*What is required*
Reproduce all records verbatim.

** Start Records supplied **

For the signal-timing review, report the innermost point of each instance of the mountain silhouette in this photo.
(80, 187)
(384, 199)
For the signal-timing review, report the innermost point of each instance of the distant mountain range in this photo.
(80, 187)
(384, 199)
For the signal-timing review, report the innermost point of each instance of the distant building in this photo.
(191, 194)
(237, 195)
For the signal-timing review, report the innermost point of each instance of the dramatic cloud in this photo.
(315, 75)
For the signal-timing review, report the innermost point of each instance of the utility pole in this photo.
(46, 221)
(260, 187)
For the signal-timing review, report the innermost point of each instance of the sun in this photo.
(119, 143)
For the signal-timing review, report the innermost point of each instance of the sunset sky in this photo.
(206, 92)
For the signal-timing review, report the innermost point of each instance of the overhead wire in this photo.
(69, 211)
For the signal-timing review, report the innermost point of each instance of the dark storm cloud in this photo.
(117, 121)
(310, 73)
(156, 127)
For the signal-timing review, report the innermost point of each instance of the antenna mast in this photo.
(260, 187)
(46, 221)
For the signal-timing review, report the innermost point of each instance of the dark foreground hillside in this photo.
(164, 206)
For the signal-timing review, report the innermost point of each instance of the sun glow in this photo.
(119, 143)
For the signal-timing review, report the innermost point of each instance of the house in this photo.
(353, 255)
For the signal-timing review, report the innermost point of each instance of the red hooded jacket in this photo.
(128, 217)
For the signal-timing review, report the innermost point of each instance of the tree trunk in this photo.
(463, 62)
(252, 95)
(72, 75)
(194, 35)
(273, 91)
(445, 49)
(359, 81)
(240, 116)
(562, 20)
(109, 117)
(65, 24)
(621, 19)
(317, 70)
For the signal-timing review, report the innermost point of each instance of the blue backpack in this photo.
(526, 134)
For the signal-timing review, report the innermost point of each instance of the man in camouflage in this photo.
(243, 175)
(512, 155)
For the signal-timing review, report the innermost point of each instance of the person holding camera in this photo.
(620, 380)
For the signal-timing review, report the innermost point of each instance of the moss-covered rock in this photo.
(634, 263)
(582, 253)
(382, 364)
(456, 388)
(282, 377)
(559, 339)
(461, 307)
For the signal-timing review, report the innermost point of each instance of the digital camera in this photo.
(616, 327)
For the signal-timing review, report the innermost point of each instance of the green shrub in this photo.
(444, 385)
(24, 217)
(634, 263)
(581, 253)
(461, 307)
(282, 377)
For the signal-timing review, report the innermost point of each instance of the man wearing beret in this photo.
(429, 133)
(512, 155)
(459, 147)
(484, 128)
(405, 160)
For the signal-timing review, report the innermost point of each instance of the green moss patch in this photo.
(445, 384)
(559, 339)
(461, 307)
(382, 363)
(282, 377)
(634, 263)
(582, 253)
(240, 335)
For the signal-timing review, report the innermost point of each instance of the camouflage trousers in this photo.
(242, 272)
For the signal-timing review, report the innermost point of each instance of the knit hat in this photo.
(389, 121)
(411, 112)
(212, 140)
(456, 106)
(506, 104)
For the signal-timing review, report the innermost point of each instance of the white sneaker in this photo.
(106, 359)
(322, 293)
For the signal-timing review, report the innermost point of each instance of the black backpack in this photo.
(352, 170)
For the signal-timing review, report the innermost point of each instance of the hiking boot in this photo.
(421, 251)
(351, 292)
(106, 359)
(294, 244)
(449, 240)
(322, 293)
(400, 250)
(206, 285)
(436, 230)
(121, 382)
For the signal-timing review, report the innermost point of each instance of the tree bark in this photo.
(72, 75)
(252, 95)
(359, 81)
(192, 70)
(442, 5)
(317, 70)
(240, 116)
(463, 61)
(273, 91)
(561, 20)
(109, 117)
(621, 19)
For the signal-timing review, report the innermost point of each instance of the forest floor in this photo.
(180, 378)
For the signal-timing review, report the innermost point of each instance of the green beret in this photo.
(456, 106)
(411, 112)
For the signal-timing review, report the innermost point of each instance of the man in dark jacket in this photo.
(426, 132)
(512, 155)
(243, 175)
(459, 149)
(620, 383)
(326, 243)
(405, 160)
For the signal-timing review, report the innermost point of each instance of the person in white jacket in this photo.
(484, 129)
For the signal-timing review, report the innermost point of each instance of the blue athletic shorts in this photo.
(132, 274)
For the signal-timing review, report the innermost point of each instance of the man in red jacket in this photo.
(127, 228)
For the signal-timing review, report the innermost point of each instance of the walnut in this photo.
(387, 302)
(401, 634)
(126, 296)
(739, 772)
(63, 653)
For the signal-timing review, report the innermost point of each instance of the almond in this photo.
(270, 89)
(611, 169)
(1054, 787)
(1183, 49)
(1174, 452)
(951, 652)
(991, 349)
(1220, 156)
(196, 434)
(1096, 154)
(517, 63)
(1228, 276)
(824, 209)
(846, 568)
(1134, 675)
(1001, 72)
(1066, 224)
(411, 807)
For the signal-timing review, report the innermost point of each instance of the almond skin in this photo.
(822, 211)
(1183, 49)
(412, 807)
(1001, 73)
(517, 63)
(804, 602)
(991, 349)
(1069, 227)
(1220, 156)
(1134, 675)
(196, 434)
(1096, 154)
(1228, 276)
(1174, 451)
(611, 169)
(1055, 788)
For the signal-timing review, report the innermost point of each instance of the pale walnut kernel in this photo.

** End Records supplied **

*Answer to the task*
For the signal-timing review, report the innermost point of each instance of the mountain silhouette in this photo.
(80, 187)
(384, 199)
For the signal-timing review, report the innermost point of each instance of the distant mountain range in this photo.
(80, 187)
(384, 199)
For the signal-timing review, report the innermost point of each instance of the distant building in this photo.
(191, 194)
(237, 195)
For the signal-timing review, report the innermost point of each instance of the dramatic cloud in this photo.
(315, 75)
For the signal-timing review, report the innermost point of each instance of the utility pole in this photo.
(46, 221)
(260, 187)
For the signal-timing review, report the innermost point of each instance of the sun in this photo.
(119, 143)
For the signal-timing review, report the innermost point of each instance of the sunset sky in this photo.
(206, 92)
For the signal-timing review, report the innermost point of each instance of the overhead wire in this photo.
(69, 211)
For the signal-timing review, report the innermost point of each instance of the dark storm cloud in this photo.
(117, 121)
(310, 73)
(156, 127)
For the signal-timing review, report the innermost point of each instance of the antenna mast in this photo.
(260, 187)
(46, 221)
For the signal-timing review, report the innermost point of each instance of the dark foreground hillside in this photo.
(164, 206)
For the signal-timing review, report the innermost point of each instance of the sun glow in this photo.
(119, 143)
For the signal-timing review, report the innermost point of each instance of the house in this photo.
(353, 255)
For the signal-timing review, report the innermost point of each instance of the red hooded jacket in this photo.
(128, 217)
For the signal-timing review, report the innermost point of each instance of the tree trunk in this photo.
(463, 62)
(252, 95)
(72, 75)
(194, 35)
(273, 91)
(445, 49)
(359, 81)
(240, 116)
(562, 20)
(109, 117)
(65, 24)
(621, 19)
(317, 70)
For the signal-timing review, report the innermost point of each instance of the blue backpack in this photo.
(526, 134)
For the signal-timing review, report the innermost point of each instance of the man in camouflage in this photo.
(243, 175)
(512, 155)
For the signal-timing review, report the innermost point of each instance of the person holding camera in this photo.
(620, 380)
For the signal-timing review, report the innermost point of each instance of the moss-covered rock in this photo.
(634, 263)
(582, 253)
(382, 364)
(456, 388)
(282, 377)
(559, 339)
(461, 307)
For the signal-timing review, report the innermost point of each instance of the digital camera in this photo.
(616, 327)
For the signal-timing review, report the innermost point of each instance of the green shrub in this photo.
(444, 385)
(24, 217)
(634, 263)
(581, 253)
(461, 307)
(282, 377)
For the signal-timing review, report the innermost point of each instance of the man wearing beret in this photo.
(429, 133)
(512, 155)
(459, 147)
(484, 128)
(405, 160)
For the signal-timing review, report the innermost point of each instance of the green moss patch in this photo.
(445, 384)
(559, 339)
(461, 307)
(382, 363)
(282, 377)
(634, 263)
(582, 253)
(240, 335)
For the signal-timing review, report the innermost point of each instance of the camouflage trousers in this photo.
(242, 272)
For the signal-timing review, report the innermost point of each instance of the knit hat in this photo.
(389, 121)
(411, 112)
(212, 140)
(456, 106)
(506, 104)
For the signal-timing review, report the innermost point of each instance of the white sneaker in this photo.
(106, 359)
(322, 293)
For the signal-timing review, report the innermost point of each instance of the black backpack in this photo.
(352, 170)
For the signal-timing review, report the innermost point of each instance of the hiking boot in this photo.
(421, 251)
(351, 292)
(106, 359)
(294, 244)
(449, 240)
(322, 293)
(400, 250)
(206, 285)
(436, 230)
(121, 382)
For the signal-timing review, report the innermost point of each instance of the tree bark in this photo.
(72, 75)
(252, 95)
(359, 81)
(192, 70)
(442, 5)
(317, 70)
(240, 116)
(463, 61)
(273, 91)
(561, 20)
(109, 117)
(621, 19)
For the signal-timing review, report the innermost point of each instance of the forest floor in this photo.
(180, 378)
For the signal-timing review, report the innermost point of each instance of the green beret in this photo.
(456, 106)
(411, 112)
For the signal-timing review, report the innermost point of each instance of the man in dark jacket in this photo.
(426, 132)
(512, 155)
(243, 175)
(459, 149)
(620, 383)
(326, 243)
(405, 160)
For the signal-timing review, report the innermost point of each instance of the person in white jacket in this photo.
(484, 129)
For the signal-timing review, report the innermost point of each instance of the blue athletic shorts in this photo.
(132, 274)
For the signal-timing review, report the innermost point of each instance of the man in red jacket in this photo.
(127, 228)
For the signal-timing review, report the innermost point of each instance of the walnut in this photo.
(387, 302)
(401, 634)
(126, 296)
(739, 772)
(63, 653)
For the signal-timing review, report the innermost point of each instance of the almond in this photo.
(270, 89)
(611, 169)
(1054, 787)
(1183, 49)
(1174, 452)
(951, 652)
(991, 349)
(1220, 156)
(196, 434)
(1096, 154)
(517, 63)
(1228, 276)
(824, 209)
(846, 568)
(1134, 675)
(1001, 72)
(1066, 224)
(411, 807)
For the signal-timing review, report the innermost point of each instance of the almond skin in this photo.
(822, 211)
(1183, 49)
(412, 807)
(1001, 73)
(517, 63)
(804, 602)
(991, 349)
(1069, 227)
(1220, 156)
(1134, 675)
(196, 434)
(1096, 154)
(1228, 276)
(1174, 451)
(611, 169)
(1055, 788)
For the signal-timing review, report the innermost point of each instance of the pale walnut kernel in this photo.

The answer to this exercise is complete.